*THE TASK*. Reproduce the whole newspaper profile below, word for word.

*EXTRACT*.

===============

This article needs additional citations for verification .(February 2014) |
Type | Daily newspaper |
---|---|
Format | Compact |
Owner(s) | National World |
Founder(s) | Samuel Storey |
Publisher | Portsmouth Publishing & Printing |
Editor | Kelly Brown [1] |
Founded | 1873 |
Language | English |
Headquarters | Technopole, Kingston Crescent, North End, Portsmouth, PO2 8FA |
Circulation | 6,642(as of 2023) [2] |
Sister newspapers | The Portsmouth View |
Website | portsmouth |
The News is the only local paid-for newspaper and website in Portsmouth, England, and covers a wide area of south Hampshire. [3] It is produced by NationalWorld [4] at their office at the Technopole building. Its official title is The News, though it was formerly known as The Portsmouth Evening News and is still popularly referred to as The Evening News despite being printed in the early hours of the morning.

===============

*PROVIDED INFORMATION*.
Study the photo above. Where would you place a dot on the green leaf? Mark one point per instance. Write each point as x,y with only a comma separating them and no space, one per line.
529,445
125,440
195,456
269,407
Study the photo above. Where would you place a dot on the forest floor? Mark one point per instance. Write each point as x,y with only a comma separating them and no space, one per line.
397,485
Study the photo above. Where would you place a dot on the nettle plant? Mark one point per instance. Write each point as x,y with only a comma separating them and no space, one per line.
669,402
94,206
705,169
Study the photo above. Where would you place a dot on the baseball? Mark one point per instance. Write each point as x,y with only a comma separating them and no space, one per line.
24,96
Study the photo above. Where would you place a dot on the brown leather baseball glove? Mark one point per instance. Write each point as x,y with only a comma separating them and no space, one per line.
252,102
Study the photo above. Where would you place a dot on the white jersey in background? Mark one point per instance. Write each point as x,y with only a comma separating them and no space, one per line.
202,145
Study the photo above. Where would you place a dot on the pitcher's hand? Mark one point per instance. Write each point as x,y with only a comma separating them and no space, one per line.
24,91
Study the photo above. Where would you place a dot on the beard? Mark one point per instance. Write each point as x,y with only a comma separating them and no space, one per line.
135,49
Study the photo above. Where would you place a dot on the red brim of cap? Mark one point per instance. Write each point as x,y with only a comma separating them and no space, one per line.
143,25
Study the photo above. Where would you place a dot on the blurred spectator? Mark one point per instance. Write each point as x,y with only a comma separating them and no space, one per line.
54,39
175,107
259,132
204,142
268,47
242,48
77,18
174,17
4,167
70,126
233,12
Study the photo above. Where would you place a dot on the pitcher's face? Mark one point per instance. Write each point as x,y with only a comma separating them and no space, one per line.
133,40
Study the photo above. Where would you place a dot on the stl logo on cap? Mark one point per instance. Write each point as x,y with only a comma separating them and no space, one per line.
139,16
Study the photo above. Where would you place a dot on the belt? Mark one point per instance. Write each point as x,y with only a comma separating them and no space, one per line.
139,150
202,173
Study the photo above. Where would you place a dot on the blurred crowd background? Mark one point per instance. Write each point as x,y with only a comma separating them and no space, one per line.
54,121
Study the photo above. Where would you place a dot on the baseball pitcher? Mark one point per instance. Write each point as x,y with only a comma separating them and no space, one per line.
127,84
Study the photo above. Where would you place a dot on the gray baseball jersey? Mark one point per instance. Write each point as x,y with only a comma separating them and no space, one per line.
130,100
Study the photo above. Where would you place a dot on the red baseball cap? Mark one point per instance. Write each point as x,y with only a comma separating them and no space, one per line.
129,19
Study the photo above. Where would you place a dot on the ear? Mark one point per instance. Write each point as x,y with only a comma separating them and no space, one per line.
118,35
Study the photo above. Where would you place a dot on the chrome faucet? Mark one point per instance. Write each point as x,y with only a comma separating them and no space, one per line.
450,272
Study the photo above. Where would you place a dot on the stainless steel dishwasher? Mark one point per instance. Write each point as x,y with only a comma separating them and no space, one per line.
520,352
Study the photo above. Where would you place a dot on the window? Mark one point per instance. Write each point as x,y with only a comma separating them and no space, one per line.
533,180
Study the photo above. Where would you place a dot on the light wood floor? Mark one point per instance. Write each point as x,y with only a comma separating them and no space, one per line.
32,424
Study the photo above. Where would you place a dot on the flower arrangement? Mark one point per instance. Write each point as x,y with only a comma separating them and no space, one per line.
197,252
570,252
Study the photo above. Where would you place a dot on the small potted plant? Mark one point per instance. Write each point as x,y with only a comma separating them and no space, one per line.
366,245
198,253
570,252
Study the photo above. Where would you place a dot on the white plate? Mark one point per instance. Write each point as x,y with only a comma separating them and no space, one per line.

===============

*EXERCISE RESULT*.
This article needs additional citations for verification .(February 2014) |
Type | Daily newspaper |
---|---|
Format | Compact |
Owner(s) | National World |
Founder(s) | Samuel Storey |
Publisher | Portsmouth Publishing & Printing |
Editor | Kelly Brown [1] |
Founded | 1873 |
Language | English |
Headquarters | Technopole, Kingston Crescent, North End, Portsmouth, PO2 8FA |
Circulation | 6,642(as of 2023) [2] |
Sister newspapers | The Portsmouth View |
Website | portsmouth |
The News is the only local paid-for newspaper and website in Portsmouth, England, and covers a wide area of south Hampshire. [3] It is produced by NationalWorld [4] at their office at the Technopole building. Its official title is The News, though it was formerly known as The Portsmouth Evening News and is still popularly referred to as The Evening News despite being printed in the early hours of the morning.